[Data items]

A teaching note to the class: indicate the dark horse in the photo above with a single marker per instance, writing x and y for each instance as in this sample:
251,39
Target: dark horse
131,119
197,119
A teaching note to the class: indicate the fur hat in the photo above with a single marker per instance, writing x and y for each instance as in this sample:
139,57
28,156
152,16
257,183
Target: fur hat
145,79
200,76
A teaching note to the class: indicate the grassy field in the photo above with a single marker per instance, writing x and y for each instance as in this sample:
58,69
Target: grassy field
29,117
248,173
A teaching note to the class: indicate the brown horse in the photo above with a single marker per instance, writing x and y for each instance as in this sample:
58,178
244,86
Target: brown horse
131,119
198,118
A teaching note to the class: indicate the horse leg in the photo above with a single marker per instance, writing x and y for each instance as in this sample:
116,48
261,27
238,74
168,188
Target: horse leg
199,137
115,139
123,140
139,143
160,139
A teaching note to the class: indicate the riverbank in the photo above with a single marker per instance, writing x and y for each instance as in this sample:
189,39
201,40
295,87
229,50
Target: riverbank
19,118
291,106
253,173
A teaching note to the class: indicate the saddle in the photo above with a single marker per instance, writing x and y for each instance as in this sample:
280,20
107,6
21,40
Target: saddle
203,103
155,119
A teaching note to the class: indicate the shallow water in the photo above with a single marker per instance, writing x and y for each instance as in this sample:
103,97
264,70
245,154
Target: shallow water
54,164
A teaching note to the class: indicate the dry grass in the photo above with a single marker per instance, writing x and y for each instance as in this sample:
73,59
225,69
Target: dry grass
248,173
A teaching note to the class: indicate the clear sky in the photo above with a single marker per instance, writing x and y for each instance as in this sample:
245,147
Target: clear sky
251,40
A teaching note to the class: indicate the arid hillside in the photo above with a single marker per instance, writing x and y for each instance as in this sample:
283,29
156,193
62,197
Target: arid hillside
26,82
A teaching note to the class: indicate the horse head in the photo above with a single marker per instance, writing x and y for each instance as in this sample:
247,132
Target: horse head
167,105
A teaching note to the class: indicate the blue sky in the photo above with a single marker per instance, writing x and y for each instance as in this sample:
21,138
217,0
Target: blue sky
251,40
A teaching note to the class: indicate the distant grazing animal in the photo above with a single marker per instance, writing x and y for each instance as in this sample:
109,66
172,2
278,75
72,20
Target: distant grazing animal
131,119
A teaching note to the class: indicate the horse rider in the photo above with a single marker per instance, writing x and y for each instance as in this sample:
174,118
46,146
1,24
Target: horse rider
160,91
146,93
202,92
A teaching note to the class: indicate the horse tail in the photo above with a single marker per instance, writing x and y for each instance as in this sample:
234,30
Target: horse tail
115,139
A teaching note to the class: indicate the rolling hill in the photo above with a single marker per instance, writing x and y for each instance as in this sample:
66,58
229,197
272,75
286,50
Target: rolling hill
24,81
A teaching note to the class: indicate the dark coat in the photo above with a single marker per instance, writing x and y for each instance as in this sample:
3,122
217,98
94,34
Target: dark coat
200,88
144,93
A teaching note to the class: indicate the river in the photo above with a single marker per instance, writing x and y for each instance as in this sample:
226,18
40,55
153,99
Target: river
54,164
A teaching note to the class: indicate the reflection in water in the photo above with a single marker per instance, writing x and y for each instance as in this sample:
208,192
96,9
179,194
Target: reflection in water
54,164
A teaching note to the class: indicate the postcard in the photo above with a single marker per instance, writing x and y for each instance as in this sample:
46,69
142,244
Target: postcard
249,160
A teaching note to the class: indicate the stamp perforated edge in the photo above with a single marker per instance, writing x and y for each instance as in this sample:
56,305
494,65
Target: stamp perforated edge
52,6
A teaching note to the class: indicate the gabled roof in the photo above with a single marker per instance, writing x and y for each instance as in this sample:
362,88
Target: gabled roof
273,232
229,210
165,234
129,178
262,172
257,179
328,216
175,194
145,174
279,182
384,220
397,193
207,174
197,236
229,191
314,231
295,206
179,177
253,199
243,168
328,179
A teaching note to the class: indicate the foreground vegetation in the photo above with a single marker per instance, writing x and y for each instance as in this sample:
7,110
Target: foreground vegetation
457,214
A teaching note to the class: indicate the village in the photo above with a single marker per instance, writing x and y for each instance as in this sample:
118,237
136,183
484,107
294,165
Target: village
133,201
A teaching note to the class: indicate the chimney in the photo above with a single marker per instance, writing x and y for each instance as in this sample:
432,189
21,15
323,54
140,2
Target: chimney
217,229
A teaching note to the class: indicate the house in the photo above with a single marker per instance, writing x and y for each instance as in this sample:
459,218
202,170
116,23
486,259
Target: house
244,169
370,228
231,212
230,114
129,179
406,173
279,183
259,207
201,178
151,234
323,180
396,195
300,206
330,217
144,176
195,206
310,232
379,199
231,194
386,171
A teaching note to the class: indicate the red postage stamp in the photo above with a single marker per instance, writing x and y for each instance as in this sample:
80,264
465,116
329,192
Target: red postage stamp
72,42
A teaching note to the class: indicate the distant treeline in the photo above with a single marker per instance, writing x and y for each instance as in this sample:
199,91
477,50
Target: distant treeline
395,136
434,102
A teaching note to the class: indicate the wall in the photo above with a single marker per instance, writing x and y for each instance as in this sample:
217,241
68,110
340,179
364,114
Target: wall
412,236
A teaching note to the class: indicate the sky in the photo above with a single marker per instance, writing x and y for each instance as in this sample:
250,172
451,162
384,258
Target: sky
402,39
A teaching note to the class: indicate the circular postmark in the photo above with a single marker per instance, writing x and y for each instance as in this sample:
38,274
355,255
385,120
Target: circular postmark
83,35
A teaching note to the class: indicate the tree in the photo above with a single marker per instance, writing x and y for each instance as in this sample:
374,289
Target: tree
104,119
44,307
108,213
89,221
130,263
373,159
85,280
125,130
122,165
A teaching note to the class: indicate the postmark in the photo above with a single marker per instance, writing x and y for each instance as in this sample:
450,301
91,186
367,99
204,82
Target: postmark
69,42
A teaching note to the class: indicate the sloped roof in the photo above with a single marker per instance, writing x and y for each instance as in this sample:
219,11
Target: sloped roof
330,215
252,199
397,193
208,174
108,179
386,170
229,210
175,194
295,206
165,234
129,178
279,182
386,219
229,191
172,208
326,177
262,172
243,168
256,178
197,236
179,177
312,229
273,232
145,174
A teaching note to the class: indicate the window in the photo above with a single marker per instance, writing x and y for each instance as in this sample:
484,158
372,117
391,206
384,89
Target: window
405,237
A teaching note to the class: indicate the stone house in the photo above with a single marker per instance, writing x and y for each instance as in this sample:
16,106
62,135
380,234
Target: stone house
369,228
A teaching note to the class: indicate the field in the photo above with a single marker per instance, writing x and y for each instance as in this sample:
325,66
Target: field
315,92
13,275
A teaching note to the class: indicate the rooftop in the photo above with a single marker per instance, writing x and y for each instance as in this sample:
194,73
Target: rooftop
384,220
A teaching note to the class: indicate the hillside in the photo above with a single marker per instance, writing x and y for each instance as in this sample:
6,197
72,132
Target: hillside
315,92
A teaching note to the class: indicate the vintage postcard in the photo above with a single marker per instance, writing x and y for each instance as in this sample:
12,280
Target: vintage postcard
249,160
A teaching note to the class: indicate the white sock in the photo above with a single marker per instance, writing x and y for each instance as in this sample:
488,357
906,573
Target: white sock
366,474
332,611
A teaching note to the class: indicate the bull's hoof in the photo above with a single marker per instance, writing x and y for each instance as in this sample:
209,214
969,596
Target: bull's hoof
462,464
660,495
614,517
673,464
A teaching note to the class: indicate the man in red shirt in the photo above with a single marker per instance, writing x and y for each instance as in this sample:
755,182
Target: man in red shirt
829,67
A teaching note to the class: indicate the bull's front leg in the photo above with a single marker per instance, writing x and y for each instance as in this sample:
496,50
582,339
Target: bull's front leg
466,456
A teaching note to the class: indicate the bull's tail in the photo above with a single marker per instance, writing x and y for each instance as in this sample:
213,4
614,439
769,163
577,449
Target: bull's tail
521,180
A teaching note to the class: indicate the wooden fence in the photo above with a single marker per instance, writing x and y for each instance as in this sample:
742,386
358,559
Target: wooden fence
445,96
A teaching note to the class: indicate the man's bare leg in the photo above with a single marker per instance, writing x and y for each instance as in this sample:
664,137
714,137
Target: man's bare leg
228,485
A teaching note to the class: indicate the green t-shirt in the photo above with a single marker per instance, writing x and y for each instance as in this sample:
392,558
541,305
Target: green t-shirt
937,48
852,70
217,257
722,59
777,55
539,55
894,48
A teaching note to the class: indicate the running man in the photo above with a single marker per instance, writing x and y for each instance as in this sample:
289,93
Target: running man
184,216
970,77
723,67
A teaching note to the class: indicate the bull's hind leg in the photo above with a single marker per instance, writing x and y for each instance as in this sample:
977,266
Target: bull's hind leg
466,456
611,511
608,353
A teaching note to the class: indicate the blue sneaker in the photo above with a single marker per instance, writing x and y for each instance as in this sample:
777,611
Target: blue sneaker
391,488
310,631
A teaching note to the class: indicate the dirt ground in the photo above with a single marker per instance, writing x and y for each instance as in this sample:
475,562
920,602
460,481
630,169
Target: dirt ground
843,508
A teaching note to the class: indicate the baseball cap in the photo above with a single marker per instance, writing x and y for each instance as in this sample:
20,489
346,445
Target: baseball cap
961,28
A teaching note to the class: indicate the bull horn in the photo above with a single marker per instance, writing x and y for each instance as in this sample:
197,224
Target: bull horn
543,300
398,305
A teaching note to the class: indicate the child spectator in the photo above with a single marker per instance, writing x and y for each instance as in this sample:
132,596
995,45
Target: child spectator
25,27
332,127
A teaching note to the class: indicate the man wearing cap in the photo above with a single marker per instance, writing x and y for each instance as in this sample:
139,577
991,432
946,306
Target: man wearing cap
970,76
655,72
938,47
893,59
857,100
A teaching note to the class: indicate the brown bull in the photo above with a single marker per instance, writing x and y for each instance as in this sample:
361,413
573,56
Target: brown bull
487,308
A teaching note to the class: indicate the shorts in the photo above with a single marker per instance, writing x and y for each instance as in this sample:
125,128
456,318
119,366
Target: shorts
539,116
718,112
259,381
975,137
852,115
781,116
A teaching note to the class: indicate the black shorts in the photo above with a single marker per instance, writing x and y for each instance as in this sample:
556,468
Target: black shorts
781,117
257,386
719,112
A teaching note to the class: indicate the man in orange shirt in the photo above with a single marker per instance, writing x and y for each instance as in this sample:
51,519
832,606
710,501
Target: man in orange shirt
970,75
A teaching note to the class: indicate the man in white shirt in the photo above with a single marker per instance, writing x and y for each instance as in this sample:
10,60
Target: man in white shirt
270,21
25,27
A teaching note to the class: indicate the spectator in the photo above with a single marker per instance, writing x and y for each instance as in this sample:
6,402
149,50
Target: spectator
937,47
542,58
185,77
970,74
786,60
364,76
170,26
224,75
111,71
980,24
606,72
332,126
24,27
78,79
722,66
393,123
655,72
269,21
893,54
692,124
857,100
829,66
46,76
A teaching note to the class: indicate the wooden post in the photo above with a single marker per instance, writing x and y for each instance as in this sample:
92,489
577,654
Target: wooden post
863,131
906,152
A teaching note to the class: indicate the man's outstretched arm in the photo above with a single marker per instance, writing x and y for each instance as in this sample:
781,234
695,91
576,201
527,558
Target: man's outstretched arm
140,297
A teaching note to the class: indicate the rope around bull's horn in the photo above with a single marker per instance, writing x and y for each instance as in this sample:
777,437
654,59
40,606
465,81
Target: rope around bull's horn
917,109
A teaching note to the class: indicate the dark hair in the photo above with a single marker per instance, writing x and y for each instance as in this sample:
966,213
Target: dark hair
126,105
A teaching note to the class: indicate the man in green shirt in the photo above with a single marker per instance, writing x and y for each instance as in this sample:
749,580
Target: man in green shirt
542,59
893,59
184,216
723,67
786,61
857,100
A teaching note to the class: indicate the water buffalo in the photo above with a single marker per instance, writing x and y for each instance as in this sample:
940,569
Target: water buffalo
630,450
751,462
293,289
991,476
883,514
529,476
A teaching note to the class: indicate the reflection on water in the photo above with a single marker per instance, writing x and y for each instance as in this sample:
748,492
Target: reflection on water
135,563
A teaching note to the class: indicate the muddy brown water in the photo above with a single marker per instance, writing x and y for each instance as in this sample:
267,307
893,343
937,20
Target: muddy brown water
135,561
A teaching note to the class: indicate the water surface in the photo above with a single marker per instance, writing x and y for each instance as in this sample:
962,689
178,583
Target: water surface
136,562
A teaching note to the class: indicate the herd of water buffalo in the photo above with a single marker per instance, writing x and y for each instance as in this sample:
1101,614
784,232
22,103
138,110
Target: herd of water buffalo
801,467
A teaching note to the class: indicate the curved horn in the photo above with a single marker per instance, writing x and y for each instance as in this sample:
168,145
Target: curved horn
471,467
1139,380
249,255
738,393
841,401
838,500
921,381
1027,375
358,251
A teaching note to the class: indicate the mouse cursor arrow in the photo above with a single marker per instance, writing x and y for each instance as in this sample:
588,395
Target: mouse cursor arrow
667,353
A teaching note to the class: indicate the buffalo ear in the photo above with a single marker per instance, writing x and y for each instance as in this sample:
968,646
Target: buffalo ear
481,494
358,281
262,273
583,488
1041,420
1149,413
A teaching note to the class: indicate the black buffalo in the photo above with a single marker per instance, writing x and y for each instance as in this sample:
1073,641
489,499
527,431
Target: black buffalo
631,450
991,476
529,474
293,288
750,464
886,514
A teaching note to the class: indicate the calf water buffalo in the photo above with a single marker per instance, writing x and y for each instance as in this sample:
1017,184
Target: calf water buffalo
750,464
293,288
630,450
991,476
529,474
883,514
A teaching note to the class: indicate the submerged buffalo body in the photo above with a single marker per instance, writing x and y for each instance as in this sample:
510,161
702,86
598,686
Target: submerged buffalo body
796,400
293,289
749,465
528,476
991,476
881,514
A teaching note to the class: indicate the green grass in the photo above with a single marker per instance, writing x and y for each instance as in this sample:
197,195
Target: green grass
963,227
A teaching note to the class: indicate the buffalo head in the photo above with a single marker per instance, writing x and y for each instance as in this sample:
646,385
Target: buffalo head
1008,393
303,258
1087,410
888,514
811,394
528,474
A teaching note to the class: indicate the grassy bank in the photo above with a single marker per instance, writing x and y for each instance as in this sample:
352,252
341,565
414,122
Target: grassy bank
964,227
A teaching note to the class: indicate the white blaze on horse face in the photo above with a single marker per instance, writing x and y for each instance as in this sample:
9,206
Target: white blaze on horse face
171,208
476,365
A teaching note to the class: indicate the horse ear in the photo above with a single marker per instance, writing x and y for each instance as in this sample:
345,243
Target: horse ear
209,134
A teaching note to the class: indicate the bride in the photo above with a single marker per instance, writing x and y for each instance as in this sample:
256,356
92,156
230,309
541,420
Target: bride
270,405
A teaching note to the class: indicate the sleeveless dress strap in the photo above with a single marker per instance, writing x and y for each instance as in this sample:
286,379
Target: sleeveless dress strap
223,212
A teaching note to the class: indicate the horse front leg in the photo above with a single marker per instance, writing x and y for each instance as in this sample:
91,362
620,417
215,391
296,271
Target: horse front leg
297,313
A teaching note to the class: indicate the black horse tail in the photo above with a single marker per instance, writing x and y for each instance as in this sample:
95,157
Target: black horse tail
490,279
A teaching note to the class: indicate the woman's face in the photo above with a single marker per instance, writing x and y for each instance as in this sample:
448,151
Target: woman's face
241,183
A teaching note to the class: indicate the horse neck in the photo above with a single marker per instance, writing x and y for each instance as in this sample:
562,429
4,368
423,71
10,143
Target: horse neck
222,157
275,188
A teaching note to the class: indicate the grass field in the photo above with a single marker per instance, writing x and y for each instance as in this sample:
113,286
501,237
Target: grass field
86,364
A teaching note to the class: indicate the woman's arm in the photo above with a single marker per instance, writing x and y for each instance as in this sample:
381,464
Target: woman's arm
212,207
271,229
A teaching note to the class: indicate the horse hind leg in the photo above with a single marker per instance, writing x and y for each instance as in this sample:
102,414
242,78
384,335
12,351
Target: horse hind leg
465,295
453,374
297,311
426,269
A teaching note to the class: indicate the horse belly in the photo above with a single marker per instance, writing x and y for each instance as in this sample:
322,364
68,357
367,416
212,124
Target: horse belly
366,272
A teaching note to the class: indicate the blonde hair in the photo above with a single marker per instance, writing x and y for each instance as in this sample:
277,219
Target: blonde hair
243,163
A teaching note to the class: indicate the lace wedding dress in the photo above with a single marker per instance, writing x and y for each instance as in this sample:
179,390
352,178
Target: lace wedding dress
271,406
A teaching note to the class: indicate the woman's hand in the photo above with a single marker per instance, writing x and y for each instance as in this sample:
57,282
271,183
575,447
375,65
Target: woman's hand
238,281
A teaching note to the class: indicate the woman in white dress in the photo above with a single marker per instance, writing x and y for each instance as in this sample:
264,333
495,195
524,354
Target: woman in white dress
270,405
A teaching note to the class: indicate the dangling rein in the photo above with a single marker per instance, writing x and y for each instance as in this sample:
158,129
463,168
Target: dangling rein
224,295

DIRECTIVE
Copy out the lines word for word, starting with the line that contains "A teaching note to the class: indicate the woman in" and continuing through the last line of the records.

EXERCISE OUTPUT
A teaching note to the class: indicate the woman in white dress in the photo above with a single marker per instance, writing x and y for each instance as in this sample:
264,333
495,195
524,354
Target: woman in white dress
270,405
A teaching note to the class: indicate the dangling rein in the photo above with a single marker per instance, writing x and y for each instance as in this sample:
158,129
463,168
Target: dangling rein
224,295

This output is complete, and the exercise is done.